Reproduce the lines from the start of the records through the line containing "363;16;492;134", swapping every "Examine" for "Inspect" and changing nothing else. Leave the pictures out of your answer.

########################################

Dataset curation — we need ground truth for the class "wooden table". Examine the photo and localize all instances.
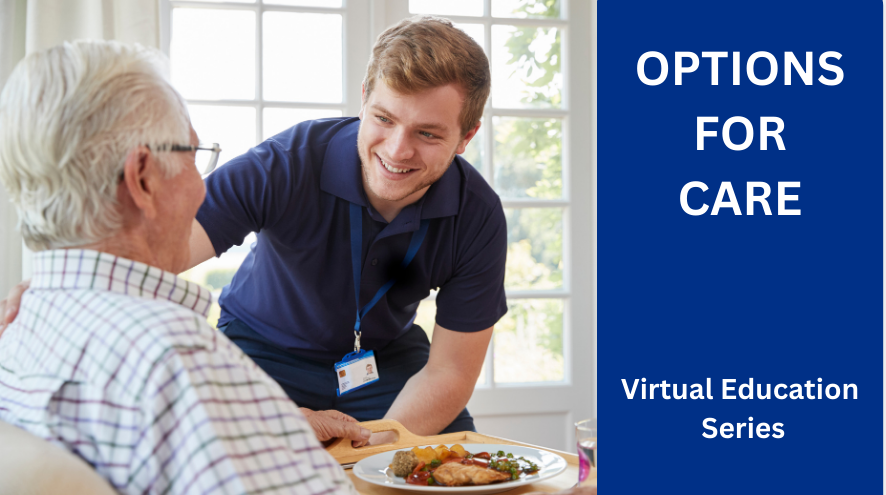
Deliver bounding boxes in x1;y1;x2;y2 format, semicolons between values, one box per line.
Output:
327;420;578;495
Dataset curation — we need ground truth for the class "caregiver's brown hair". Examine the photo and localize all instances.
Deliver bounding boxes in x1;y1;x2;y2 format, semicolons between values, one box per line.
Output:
363;16;492;134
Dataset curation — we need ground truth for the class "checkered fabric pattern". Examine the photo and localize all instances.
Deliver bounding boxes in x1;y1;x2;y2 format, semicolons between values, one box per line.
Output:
0;250;354;495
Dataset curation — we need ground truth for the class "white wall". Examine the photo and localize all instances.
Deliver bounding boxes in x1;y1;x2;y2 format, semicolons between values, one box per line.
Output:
0;0;27;298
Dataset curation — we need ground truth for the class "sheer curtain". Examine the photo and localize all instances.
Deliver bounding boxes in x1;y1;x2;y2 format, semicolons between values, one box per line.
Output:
0;0;160;290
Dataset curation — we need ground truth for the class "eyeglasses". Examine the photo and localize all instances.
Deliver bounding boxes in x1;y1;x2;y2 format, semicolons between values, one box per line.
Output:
148;143;221;176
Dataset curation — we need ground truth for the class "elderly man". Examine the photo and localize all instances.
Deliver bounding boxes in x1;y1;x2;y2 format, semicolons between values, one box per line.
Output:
0;42;358;494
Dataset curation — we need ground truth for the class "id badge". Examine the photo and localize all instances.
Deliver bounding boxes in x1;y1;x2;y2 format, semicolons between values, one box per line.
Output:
335;350;379;397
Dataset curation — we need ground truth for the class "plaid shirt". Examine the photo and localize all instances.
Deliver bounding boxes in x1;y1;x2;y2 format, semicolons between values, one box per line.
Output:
0;250;354;495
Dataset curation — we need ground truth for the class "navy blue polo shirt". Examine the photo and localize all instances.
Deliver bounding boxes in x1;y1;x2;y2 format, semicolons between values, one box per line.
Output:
197;118;507;360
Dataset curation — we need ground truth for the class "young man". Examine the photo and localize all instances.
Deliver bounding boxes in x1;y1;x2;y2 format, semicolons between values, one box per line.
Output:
0;42;354;495
1;17;507;441
182;17;507;435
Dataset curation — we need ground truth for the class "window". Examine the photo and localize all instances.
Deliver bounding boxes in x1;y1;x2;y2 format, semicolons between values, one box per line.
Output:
409;0;570;387
167;0;352;324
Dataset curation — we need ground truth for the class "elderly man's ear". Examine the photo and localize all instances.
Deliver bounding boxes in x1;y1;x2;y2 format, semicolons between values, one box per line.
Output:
117;146;163;219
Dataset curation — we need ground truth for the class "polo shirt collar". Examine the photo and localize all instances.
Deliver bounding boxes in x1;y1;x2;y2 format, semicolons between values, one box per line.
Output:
320;120;462;224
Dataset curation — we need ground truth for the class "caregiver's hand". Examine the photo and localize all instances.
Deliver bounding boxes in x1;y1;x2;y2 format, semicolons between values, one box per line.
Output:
0;280;31;335
299;407;372;447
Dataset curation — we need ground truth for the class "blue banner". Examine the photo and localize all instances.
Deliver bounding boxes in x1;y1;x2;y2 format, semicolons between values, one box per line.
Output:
597;0;883;494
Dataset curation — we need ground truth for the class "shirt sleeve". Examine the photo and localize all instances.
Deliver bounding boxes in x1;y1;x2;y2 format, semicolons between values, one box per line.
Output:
131;332;356;495
197;139;302;256
437;202;508;332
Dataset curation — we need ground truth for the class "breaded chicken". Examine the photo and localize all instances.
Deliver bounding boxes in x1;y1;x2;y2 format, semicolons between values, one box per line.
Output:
388;451;418;478
434;462;511;486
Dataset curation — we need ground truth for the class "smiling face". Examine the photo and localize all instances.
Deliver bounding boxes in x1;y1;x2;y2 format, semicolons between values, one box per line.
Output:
357;81;480;217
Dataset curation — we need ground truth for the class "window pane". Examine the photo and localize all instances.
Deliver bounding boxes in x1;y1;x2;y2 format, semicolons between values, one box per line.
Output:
179;233;255;326
409;0;483;16
461;119;487;175
505;208;563;290
262;12;342;103
414;291;486;385
264;0;341;5
262;108;341;139
453;23;486;50
492;299;564;383
169;9;255;100
492;0;560;19
492;26;563;108
492;117;563;199
188;104;256;166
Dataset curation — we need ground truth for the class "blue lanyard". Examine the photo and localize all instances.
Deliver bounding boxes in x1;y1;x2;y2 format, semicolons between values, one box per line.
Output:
350;203;430;342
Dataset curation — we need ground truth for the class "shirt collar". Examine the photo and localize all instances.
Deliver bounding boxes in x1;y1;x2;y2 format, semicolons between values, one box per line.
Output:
320;120;466;221
30;249;212;317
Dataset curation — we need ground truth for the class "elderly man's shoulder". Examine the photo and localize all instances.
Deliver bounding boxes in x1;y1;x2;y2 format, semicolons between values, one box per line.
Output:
89;292;218;354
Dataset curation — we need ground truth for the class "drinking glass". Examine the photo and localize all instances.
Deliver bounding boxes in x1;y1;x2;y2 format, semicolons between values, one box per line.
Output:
575;418;597;486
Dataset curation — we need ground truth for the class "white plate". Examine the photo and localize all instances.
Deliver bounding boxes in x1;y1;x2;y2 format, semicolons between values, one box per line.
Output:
354;443;566;494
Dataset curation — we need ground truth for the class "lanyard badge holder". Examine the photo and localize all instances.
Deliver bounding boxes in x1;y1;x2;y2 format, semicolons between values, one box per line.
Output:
335;203;429;397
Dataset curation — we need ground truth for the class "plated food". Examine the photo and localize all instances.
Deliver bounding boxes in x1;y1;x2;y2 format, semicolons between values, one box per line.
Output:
353;444;567;495
388;444;538;486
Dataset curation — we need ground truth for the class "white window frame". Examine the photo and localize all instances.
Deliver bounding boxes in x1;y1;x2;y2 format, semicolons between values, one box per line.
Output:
159;0;371;136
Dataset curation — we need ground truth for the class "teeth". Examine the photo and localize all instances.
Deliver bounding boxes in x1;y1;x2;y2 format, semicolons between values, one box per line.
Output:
379;158;409;174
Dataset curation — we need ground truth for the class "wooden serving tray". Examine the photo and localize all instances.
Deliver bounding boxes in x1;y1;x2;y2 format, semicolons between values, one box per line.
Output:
326;419;578;495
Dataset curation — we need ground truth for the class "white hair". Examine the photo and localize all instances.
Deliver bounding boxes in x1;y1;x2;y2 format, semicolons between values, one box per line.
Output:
0;41;190;251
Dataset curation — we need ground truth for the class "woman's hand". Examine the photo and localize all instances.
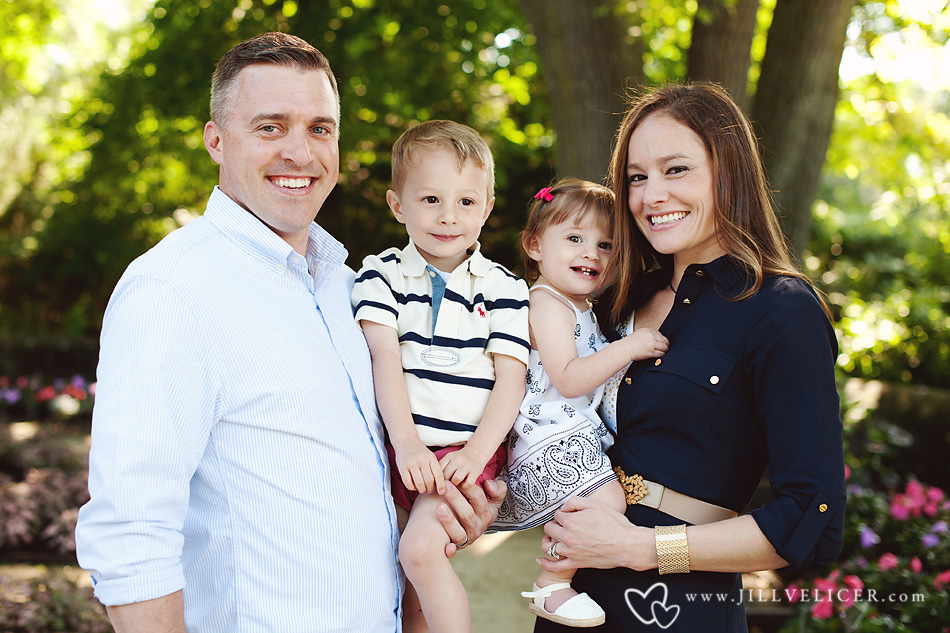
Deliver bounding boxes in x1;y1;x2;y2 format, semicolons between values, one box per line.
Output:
538;497;657;572
435;479;508;558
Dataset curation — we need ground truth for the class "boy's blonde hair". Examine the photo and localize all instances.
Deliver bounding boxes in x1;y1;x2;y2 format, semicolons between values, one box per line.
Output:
520;178;614;283
392;119;495;198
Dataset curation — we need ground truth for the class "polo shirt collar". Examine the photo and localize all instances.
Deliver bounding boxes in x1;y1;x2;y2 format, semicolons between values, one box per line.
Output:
400;238;492;277
204;186;347;269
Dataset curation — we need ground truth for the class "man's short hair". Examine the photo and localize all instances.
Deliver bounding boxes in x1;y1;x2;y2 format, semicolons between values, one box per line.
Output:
392;119;495;197
211;32;340;125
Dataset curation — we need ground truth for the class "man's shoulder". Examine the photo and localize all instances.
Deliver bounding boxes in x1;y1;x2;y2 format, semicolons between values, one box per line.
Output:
124;218;217;281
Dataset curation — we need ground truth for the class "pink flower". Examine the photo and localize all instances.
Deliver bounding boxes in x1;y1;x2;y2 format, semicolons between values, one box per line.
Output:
36;385;56;402
842;574;864;590
877;552;898;571
811;597;834;620
891;494;915;521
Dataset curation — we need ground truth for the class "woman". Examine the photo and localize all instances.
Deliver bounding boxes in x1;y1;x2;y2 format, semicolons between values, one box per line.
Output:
535;84;845;632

########################################

#### [ANSWER TO THE EXERCISE]
Dataset curation — we need ground truth for the class "wooden table". Inspect the photo and localize all instances.
Deliver bounding boxes in x1;y1;x2;y2 format, semicolons between values, one box per line.
Output:
327;420;578;495
Dataset curation — we need ground truth for the class "caregiver's brown hair". Inspect the photo and localize all instances.
Deliver bounding boxes in x1;y1;x2;y2 format, semicolons between values, one box per line.
Output:
363;16;492;134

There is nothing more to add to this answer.